<<<<
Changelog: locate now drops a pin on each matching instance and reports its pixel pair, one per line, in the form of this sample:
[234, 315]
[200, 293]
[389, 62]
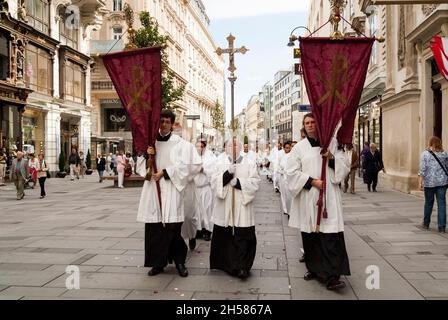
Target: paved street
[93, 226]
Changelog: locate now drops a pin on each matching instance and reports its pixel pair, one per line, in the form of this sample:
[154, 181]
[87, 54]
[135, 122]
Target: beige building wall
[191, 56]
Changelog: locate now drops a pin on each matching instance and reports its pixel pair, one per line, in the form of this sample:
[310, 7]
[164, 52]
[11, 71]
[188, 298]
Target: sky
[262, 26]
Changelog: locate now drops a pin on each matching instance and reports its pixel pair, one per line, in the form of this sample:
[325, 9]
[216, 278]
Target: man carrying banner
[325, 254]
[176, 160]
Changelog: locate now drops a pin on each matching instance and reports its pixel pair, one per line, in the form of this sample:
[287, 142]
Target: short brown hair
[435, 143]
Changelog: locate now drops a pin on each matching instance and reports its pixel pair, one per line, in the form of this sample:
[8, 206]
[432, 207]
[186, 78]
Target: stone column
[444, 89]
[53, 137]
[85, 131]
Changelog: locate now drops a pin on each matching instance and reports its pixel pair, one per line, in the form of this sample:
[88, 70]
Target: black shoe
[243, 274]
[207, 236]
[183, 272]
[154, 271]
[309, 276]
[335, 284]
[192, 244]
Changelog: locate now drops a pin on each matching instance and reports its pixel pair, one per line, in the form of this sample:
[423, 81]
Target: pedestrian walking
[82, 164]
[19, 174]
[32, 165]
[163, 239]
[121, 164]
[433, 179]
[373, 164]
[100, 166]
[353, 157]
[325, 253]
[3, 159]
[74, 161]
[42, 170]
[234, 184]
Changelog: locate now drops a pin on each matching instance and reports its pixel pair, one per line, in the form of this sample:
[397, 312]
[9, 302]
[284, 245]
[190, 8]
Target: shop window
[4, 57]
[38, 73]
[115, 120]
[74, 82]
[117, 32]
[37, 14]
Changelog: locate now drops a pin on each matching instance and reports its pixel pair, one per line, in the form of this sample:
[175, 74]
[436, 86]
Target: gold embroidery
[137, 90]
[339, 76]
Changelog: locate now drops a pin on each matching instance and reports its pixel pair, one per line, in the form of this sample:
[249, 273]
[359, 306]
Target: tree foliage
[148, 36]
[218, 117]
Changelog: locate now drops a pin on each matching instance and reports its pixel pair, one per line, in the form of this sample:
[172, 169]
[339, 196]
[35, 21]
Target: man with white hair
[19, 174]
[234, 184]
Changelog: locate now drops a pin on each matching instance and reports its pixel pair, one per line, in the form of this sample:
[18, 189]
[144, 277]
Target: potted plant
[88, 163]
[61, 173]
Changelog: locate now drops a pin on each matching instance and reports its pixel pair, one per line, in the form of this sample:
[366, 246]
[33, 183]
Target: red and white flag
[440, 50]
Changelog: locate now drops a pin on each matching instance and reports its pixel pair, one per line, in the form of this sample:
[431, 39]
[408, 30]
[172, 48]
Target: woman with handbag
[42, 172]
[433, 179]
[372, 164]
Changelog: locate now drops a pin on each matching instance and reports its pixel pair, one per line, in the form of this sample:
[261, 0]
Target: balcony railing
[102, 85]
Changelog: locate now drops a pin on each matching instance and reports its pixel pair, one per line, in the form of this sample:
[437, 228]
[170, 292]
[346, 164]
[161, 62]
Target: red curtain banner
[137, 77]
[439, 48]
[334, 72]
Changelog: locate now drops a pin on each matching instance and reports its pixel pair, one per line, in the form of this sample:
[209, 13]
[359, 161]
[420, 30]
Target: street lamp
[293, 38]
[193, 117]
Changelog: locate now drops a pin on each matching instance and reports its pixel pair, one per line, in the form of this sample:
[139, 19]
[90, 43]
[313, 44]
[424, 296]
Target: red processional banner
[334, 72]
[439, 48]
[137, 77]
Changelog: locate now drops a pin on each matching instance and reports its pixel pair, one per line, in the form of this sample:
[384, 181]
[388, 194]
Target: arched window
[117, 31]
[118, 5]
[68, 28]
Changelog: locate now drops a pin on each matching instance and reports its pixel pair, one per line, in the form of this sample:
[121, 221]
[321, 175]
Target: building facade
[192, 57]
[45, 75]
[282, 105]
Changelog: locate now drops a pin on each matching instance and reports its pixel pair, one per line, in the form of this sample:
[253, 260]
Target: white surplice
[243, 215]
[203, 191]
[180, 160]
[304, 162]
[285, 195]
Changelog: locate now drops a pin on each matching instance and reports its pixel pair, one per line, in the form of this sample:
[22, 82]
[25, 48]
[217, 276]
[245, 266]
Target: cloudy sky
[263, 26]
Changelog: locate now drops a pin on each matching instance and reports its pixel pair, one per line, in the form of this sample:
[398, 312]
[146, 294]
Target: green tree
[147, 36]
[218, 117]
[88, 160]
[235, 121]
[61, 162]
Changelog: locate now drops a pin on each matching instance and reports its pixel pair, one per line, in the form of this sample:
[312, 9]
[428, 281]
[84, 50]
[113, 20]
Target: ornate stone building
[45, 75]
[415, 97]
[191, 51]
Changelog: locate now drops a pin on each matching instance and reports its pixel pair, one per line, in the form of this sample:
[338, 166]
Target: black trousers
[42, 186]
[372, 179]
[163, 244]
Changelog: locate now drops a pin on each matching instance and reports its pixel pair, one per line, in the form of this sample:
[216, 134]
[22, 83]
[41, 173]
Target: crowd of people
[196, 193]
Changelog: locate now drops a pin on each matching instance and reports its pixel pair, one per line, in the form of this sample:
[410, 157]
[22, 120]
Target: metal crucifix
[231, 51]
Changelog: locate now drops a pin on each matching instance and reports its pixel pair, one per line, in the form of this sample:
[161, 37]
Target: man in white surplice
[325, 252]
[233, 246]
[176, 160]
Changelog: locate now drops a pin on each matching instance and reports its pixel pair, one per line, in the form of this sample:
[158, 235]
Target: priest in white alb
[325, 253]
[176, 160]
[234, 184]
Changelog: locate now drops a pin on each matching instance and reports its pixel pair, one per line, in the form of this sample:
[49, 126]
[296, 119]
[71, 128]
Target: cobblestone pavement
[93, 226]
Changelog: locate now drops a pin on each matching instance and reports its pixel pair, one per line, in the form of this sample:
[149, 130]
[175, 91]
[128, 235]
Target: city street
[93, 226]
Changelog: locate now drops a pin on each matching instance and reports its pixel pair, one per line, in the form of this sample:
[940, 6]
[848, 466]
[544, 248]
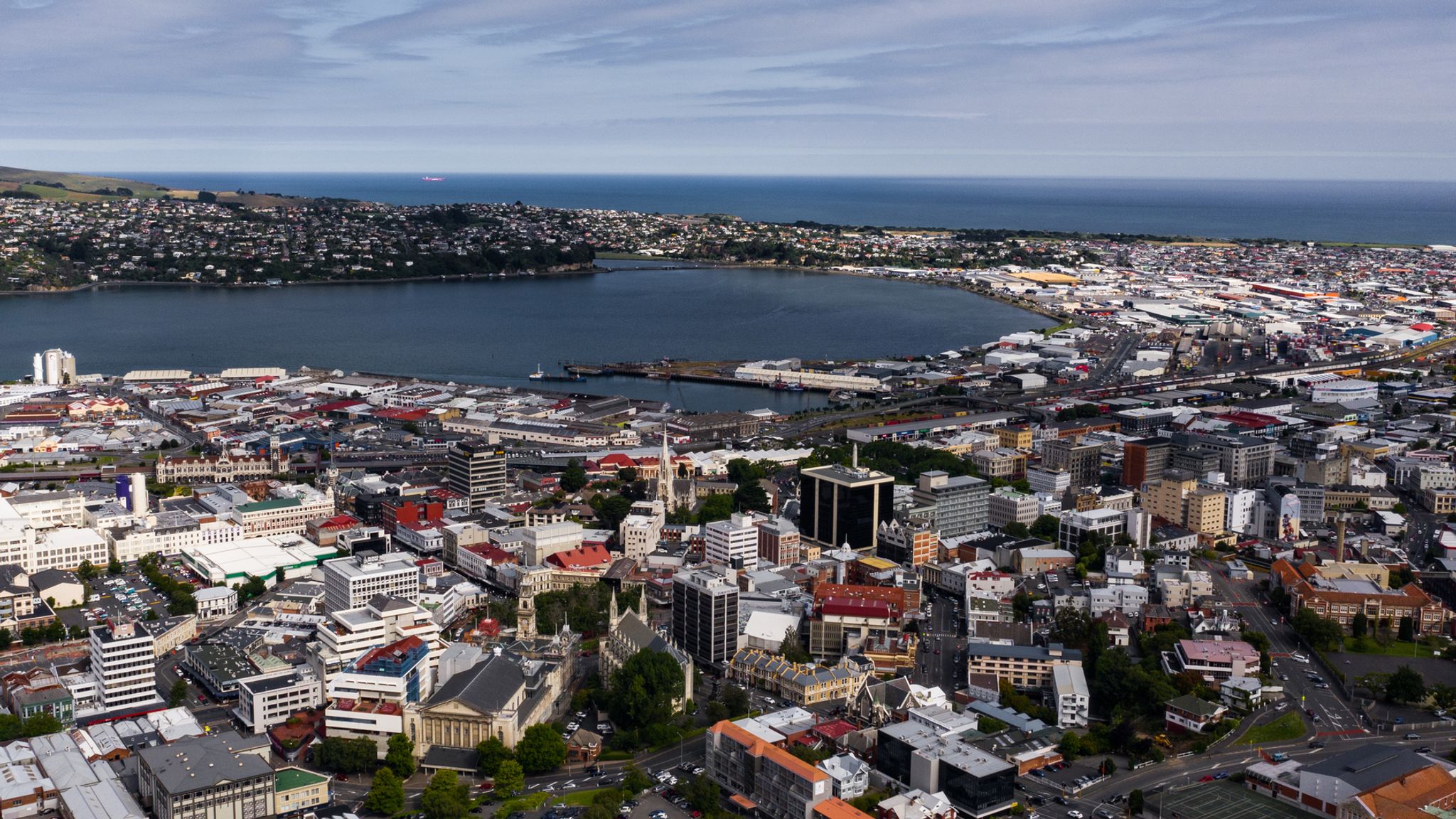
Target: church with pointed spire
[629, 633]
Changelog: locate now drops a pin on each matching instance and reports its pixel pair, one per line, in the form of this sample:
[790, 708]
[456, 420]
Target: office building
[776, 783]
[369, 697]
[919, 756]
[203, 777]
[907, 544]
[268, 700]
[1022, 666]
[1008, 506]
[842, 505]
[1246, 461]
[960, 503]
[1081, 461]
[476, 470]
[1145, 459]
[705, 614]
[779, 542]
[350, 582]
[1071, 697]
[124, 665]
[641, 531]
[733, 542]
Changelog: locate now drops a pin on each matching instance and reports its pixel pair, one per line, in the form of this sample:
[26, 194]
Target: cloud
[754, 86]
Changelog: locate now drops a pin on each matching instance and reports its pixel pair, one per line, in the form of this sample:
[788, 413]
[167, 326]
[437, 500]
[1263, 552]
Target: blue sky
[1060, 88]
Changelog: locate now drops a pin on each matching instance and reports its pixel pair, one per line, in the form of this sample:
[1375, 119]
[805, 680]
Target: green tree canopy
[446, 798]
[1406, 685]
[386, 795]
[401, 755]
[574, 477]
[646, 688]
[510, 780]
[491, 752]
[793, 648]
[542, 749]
>>>>
EXERCISE DESCRIPTION:
Give every record again exactly, apart from the pictures, which stay out.

ANSWER TO THIS TASK:
Changelog: locate now drops a pin on each matching instance and reports its pixel pair, one per line, in the form of this sample:
[234, 315]
[200, 293]
[389, 62]
Target: paved street
[93, 226]
Changelog: locate now drops a pin on each matching instance and reports its pixel pair, one per line, in the form of this sample:
[154, 181]
[87, 54]
[135, 122]
Target: beige building wall
[191, 56]
Changelog: locate now drops a pin on each matching instance and reports its pixel pair, one per line, in the form of this sample:
[310, 7]
[164, 52]
[11, 71]
[188, 298]
Target: sky
[262, 26]
Changelog: locate now drops a pin on each matching instance and reports its pixel pair, one per line, in the form of this sample:
[325, 9]
[216, 278]
Target: man carrying banner
[325, 254]
[176, 160]
Changelog: locate now drops a pin on each matching instance and reports its pixel pair, one per line, in the form of this sample:
[287, 142]
Target: short brown hair
[435, 143]
Changelog: locate now drops a pin on each matching instance and reports its pixel pair, one per line, in the form of this sample:
[8, 206]
[432, 207]
[186, 78]
Target: stone column
[444, 89]
[53, 137]
[85, 131]
Changelog: locate now drops a pin on each matching instance and reports its pixel pair, one per line, in the form of this sample:
[88, 70]
Target: black shoe
[243, 274]
[207, 236]
[183, 272]
[154, 271]
[309, 276]
[335, 284]
[192, 244]
Changelog: locate now drops a pin on each matching instance and reports its pixel pair, one per line, in the form of this sample:
[423, 81]
Target: pedestrian walking
[82, 164]
[19, 174]
[32, 165]
[163, 239]
[121, 164]
[433, 179]
[373, 164]
[100, 166]
[353, 157]
[325, 253]
[3, 159]
[74, 161]
[42, 170]
[234, 184]
Changelog: locate now drops a pin on each matching instance and reports its pixel pair, one per line, in the form of this sample:
[397, 312]
[9, 302]
[284, 245]
[190, 8]
Target: shop window
[4, 57]
[38, 73]
[115, 120]
[74, 82]
[117, 32]
[37, 14]
Changelog: locate now drops a pin on each matching instance and reports its pixel pair, one per line, in the form of this sample:
[175, 74]
[436, 86]
Target: gold embroidery
[137, 90]
[339, 76]
Changelog: locate now drops a pin on each matching instance and reports its pixel pair, one per line, in the form of this sample:
[249, 273]
[359, 306]
Target: tree foliage
[148, 36]
[218, 117]
Changelog: locate now drops a pin on each matching instance and reports its pixel pair, one per line, in the form of this sample:
[172, 169]
[339, 196]
[35, 21]
Target: man with white hair
[19, 174]
[234, 184]
Changelog: locate now drops a pin on each matching instance and reports its pixel pair, one per line, in the form of this sample:
[18, 189]
[144, 277]
Target: potted plant
[88, 163]
[61, 173]
Changelog: locate now drops a pin on each matching instance and reports its pixel pair, one per line, in the form of this sample:
[366, 246]
[33, 183]
Target: red and white flag
[440, 50]
Changelog: locate now drops a pin on each matching instance and reports its pixel pair, one per line, in the form of this sample:
[431, 39]
[408, 30]
[172, 48]
Target: woman with handbag
[42, 172]
[433, 179]
[372, 164]
Changelog: locate now drops a pin on each matching instance and reports its pixel pair, one per line, in the form of this sample:
[261, 0]
Target: balcony railing
[102, 85]
Changelog: locate now drops a pin on each matching instance and reports its pixel pair, one per line, in the form of this sample:
[437, 228]
[170, 292]
[346, 164]
[161, 62]
Target: red curtain banner
[137, 77]
[439, 48]
[334, 72]
Changelog: locate now drops a pin on each matching instance and reports its pixel pair, one per line, in the form of this sample:
[209, 13]
[359, 161]
[420, 30]
Target: street lamp
[293, 38]
[193, 117]
Changelog: locate now drops a pin on each matching instance and reports its pixel pair, one per line, in the form of this sample:
[139, 19]
[90, 43]
[313, 44]
[424, 296]
Target: red processional banner
[334, 72]
[439, 48]
[137, 77]
Changelog: locate now drops a pin on each matching instance and reports its pixel pair, one per line, in the form of this sample:
[384, 181]
[388, 194]
Target: arched window
[117, 31]
[118, 5]
[68, 28]
Changelog: locate now drops a pin on each matching instance and reports its pixel pair, one per line, in the form of this sample:
[121, 221]
[321, 175]
Target: building facade
[192, 57]
[45, 75]
[282, 105]
Changelog: locate now drops a pin on each matching instance and reports its pixel pair, one per line, in the form of this sample:
[253, 260]
Target: white surplice
[243, 215]
[203, 191]
[180, 160]
[304, 162]
[285, 195]
Changelog: locate now drops a pin on each matching instance and reports its pixel pair, one per line, in the form of this sample:
[22, 82]
[25, 48]
[217, 276]
[245, 266]
Target: cloudy sky
[263, 26]
Changelog: locate now drops a pin on each matching instance and reports its pixel pair, one per line, in the form of this sample:
[398, 312]
[146, 294]
Target: green tree
[147, 36]
[218, 117]
[88, 160]
[235, 121]
[61, 162]
Changelog: locate now drops a pin on each matching instance and reports its pixel pair, one per line, in the form of this sample:
[312, 9]
[428, 281]
[84, 50]
[113, 20]
Target: ornate stone building
[45, 75]
[415, 97]
[191, 51]
Changelog: locate now drops a pin on each matching instance and reports its pixel pair, one per line, in the form of this sample:
[338, 166]
Target: black trousers
[42, 186]
[372, 179]
[163, 244]
Changelog: locate now drops a pin on each matching instance and reports its pixel pair, one per line, in the form of this sample:
[216, 134]
[22, 83]
[41, 173]
Target: crowd of people
[196, 193]
Changelog: locate now drops a pin on each matching instance and reports its pixel pair, one per line, in the form of this sample:
[410, 157]
[22, 120]
Target: metal crucifix
[231, 51]
Changelog: locate now drops a pin on each matching instance and reports its pixel pair, one per line, in the form of this sample:
[161, 37]
Target: man in white surplice
[325, 252]
[233, 246]
[176, 160]
Changelog: locate now drops a pin on each matching instance and reports its pixel pair, one per line, in the form of this sample:
[158, 235]
Target: priest in white alb
[325, 253]
[176, 160]
[234, 184]
Changelog: locate now drops a pin on each matching instance and reports its pixel pair, one per line, in the form of this sample:
[49, 126]
[296, 119]
[71, 128]
Target: cobblestone pavement
[93, 226]
Changelog: locate now drops a pin on each matching instance and reports its pixel pair, one per line, in the form of this sample:
[149, 130]
[175, 91]
[128, 235]
Target: city street
[93, 226]
Changelog: locate now drops a pin on each matching instance and reports its pixel pair, one per line, in the form of this sample:
[940, 6]
[848, 466]
[544, 248]
Target: church with pointed spire
[629, 633]
Changelog: locate now drops a pin on each matching instance and reports its pixel pair, one per line, in the form of this sample:
[790, 708]
[456, 420]
Target: office building
[776, 783]
[369, 697]
[919, 756]
[203, 777]
[907, 544]
[268, 700]
[1022, 666]
[1008, 506]
[842, 505]
[1246, 461]
[960, 503]
[1081, 461]
[476, 470]
[1145, 459]
[705, 614]
[779, 542]
[350, 582]
[1071, 697]
[124, 665]
[641, 531]
[733, 542]
Changelog: locate now drops a pin on each matching instance and reports its pixel pair, one per line, in the form of this sample:
[26, 194]
Target: cloud
[754, 86]
Changelog: locate now drops a pin on each matching instance and reports its pixel pair, one per line, in the form of this sample:
[788, 413]
[167, 326]
[437, 500]
[1263, 552]
Target: blue sky
[1060, 88]
Changelog: locate now drops a pin on each matching instance and reports its pixel pair, one per line, in the form of this sample:
[1375, 119]
[805, 680]
Target: green tree canopy
[446, 798]
[1406, 685]
[386, 795]
[401, 755]
[574, 477]
[646, 688]
[510, 780]
[491, 752]
[793, 648]
[542, 749]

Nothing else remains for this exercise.